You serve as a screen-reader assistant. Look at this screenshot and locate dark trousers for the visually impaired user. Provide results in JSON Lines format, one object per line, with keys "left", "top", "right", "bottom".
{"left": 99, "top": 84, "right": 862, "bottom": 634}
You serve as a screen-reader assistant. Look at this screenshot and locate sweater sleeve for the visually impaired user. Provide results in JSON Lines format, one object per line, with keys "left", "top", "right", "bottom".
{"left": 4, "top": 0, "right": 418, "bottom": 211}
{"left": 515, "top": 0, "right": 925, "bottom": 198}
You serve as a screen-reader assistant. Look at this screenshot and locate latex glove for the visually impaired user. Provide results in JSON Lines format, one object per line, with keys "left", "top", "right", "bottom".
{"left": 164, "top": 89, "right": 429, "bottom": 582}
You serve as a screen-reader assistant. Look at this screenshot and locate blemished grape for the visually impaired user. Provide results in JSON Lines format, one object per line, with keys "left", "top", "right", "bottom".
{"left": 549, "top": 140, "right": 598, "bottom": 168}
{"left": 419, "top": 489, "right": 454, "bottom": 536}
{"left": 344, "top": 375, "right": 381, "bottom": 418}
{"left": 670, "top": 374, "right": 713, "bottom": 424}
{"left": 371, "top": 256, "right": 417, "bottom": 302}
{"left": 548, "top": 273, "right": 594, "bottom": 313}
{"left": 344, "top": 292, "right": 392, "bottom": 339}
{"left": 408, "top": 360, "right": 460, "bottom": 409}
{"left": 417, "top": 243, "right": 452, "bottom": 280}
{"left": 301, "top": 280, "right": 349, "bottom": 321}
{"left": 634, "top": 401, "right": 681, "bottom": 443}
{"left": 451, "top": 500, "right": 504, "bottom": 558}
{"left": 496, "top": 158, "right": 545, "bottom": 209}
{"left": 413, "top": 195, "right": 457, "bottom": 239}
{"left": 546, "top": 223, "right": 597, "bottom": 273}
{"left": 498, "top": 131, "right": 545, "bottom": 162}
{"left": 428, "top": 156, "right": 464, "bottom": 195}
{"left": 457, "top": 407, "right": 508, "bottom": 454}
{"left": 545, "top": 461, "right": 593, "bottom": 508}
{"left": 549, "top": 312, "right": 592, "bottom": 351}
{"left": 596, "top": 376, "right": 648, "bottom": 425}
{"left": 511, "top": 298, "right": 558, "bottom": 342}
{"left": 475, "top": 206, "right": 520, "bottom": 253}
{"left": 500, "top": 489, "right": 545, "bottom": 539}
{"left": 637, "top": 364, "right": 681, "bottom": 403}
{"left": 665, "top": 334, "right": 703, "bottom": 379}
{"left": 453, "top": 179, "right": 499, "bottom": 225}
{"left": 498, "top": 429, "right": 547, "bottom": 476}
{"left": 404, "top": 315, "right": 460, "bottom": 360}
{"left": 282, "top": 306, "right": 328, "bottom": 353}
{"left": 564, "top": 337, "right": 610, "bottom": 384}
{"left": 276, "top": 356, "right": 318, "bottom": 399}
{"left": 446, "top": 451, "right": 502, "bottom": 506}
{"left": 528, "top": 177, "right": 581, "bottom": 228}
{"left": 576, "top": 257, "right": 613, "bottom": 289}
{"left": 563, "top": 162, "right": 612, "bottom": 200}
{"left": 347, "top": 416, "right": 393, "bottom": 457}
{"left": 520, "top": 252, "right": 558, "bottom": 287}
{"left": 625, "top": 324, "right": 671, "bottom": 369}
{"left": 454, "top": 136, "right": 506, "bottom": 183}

> Your task
Repeat the whole listing exactly, line for line.

> Finished task
You serve as a screen-reader assistant. Look at this screenshot and locate dark trousers for the visually impaired user. Provide results in JSON Lines format, one object per line, with keys "left", "top", "right", "bottom".
{"left": 99, "top": 84, "right": 862, "bottom": 634}
You serve as a screen-reader assistant. Look at this screenshot and locate sweater sleeve for the visually impaired user. Provide results in JSON Lines format, one object per line, with keys "left", "top", "right", "bottom".
{"left": 4, "top": 0, "right": 418, "bottom": 211}
{"left": 515, "top": 0, "right": 925, "bottom": 198}
You serve as a screen-reader assistant. Look at this screenshot and locate latex glove for the visually impaired user. Provide results in JSON Lines format, one object per line, with keys "left", "top", "right", "bottom".
{"left": 164, "top": 89, "right": 429, "bottom": 582}
You serve as a screen-reader assistant. Look at this screenshot and locate blemished grape for the visually impaired user. Provide results in JSON Lines format, one object per line, with keys "left", "top", "right", "bottom".
{"left": 549, "top": 140, "right": 598, "bottom": 168}
{"left": 419, "top": 489, "right": 454, "bottom": 536}
{"left": 344, "top": 375, "right": 381, "bottom": 418}
{"left": 670, "top": 374, "right": 713, "bottom": 424}
{"left": 371, "top": 256, "right": 417, "bottom": 302}
{"left": 548, "top": 273, "right": 594, "bottom": 313}
{"left": 344, "top": 292, "right": 392, "bottom": 339}
{"left": 408, "top": 360, "right": 460, "bottom": 409}
{"left": 417, "top": 243, "right": 452, "bottom": 280}
{"left": 301, "top": 280, "right": 349, "bottom": 321}
{"left": 634, "top": 401, "right": 681, "bottom": 443}
{"left": 451, "top": 500, "right": 504, "bottom": 558}
{"left": 496, "top": 158, "right": 545, "bottom": 209}
{"left": 413, "top": 195, "right": 457, "bottom": 239}
{"left": 546, "top": 223, "right": 597, "bottom": 273}
{"left": 498, "top": 131, "right": 545, "bottom": 162}
{"left": 428, "top": 156, "right": 464, "bottom": 195}
{"left": 457, "top": 407, "right": 508, "bottom": 454}
{"left": 545, "top": 461, "right": 593, "bottom": 508}
{"left": 549, "top": 312, "right": 592, "bottom": 351}
{"left": 596, "top": 376, "right": 648, "bottom": 425}
{"left": 511, "top": 298, "right": 558, "bottom": 342}
{"left": 475, "top": 206, "right": 520, "bottom": 253}
{"left": 500, "top": 489, "right": 545, "bottom": 539}
{"left": 637, "top": 364, "right": 681, "bottom": 403}
{"left": 665, "top": 334, "right": 703, "bottom": 379}
{"left": 453, "top": 179, "right": 499, "bottom": 225}
{"left": 498, "top": 429, "right": 547, "bottom": 476}
{"left": 404, "top": 315, "right": 460, "bottom": 360}
{"left": 282, "top": 306, "right": 328, "bottom": 353}
{"left": 564, "top": 337, "right": 610, "bottom": 384}
{"left": 276, "top": 356, "right": 318, "bottom": 399}
{"left": 446, "top": 451, "right": 502, "bottom": 506}
{"left": 528, "top": 177, "right": 581, "bottom": 228}
{"left": 576, "top": 257, "right": 613, "bottom": 289}
{"left": 563, "top": 162, "right": 612, "bottom": 200}
{"left": 347, "top": 416, "right": 393, "bottom": 457}
{"left": 520, "top": 252, "right": 558, "bottom": 287}
{"left": 625, "top": 324, "right": 671, "bottom": 369}
{"left": 454, "top": 136, "right": 506, "bottom": 183}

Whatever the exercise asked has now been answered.